== Gösterilen metin ==

[Makale-Baslik]

Türk Ceza Hukukunda İhaleye Fesat Karıştırma Suçu


  1. Kamu kurumu veya kuruluşları adına yapılan mal veya hizmet alım veya satımlarına ya da kiralamalara ilişkin ihaleler ile yapım ihalelerine fesat karıştıran kişi, üç yıldan yedi yıla kadar hapis cezası ile cezalandırılır.
  2. Aşağıdaki hallerde ihaleye fesat karıştırılmış sayılır:
    1. Hileli davranışlarla;
      1. İhaleye katılma yeterliğine veya koşullarına sahip olan kişilerin ihaleye veya ihale sürecindeki işlemlere katılmalarını engellemek,
      2. İhaleye katılma yeterliğine veya koşullarına sahip olmayan kişilerin ihaleye katılmasını sağlamak,
      3. Teklif edilen malları, şartnamesinde belirtilen niteliklere sahip olduğu halde,sahip olmadığından bahisle değerlendirme dışı bırakmak,
      4. Teklif edilen malları, şartnamesinde belirtilen niteliklere sahip olmadığı halde, sahip olduğundan bahisle değerlendirmeye almak.
    2. Tekliflerle ilgili olup da ihale mevzuatına veya şartnamelere göre gizli tutulması gereken bilgilere başkalarının ulaşmasını sağlamak.
    3. Cebir veya tehdit kullanmak suretiyle ya da hukuka aykırı diğer davranışlarla,ihaleye katılma yeterliğine veya koşullarına sahip olan kişilerin ihaleye,ihale sürecindeki işlemlere katılmalarını engellemek.

===

● Alıştırma amacı
İhaleye fesat karıştırma suçu metninde "2. Tekliflerle ilgili" ifadesinden "işlemlere katılmalarını engellemek." ifadesine kadar uzanan bölümü, tek harfini bile değiştirmeden yeniden yazın.

== Çıkarılan veriler ==

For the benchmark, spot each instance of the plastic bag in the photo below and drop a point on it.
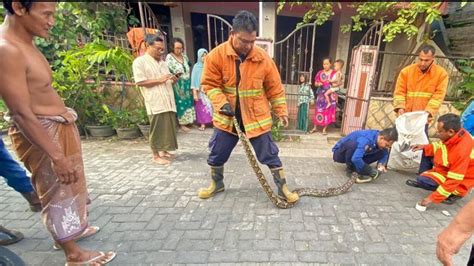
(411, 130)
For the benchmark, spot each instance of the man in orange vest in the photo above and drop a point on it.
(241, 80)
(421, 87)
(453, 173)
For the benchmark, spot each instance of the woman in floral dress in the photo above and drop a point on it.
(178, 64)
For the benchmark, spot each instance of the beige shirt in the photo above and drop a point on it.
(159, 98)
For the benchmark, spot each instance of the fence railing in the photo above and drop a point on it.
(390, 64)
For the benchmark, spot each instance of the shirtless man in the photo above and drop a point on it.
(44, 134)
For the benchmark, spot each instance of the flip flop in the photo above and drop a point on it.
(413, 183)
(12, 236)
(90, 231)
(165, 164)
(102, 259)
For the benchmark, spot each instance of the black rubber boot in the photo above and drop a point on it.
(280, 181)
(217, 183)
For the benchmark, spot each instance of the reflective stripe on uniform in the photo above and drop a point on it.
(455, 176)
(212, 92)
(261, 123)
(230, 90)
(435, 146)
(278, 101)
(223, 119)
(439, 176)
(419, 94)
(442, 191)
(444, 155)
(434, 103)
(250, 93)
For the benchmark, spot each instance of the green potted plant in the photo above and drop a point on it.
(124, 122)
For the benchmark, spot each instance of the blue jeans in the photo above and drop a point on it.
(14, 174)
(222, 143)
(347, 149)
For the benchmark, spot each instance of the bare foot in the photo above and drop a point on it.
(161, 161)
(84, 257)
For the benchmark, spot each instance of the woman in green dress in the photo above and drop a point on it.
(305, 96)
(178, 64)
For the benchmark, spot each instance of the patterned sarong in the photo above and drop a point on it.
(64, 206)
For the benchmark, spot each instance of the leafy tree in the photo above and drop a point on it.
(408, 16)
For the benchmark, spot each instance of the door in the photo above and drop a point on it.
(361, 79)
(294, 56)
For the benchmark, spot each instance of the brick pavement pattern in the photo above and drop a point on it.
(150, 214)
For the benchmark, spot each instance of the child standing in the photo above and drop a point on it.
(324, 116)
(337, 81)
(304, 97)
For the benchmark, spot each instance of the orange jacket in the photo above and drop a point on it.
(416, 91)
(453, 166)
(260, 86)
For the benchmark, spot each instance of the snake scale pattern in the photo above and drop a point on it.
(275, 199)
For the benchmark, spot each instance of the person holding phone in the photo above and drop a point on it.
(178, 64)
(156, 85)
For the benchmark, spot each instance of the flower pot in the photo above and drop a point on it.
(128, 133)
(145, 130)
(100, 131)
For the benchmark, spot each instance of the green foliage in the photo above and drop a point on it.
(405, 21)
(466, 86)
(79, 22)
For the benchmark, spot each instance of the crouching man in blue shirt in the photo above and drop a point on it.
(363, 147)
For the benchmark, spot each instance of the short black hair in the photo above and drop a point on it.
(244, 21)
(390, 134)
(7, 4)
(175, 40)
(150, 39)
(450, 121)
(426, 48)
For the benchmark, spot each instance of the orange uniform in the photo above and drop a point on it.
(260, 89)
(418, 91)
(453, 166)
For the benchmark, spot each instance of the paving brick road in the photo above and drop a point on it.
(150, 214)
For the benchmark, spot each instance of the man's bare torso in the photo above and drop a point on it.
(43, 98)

===

● Tamamlanmış yanıt
2. Tekliflerle ilgili olup da ihale mevzuatına veya şartnamelere göre gizli tutulması gereken bilgilere başkalarının ulaşmasını sağlamak.
    3. Cebir veya tehdit kullanmak suretiyle ya da hukuka aykırı diğer davranışlarla,ihaleye katılma yeterliğine veya koşullarına sahip olan kişilerin ihaleye,ihale sürecindeki işlemlere katılmalarını engellemek.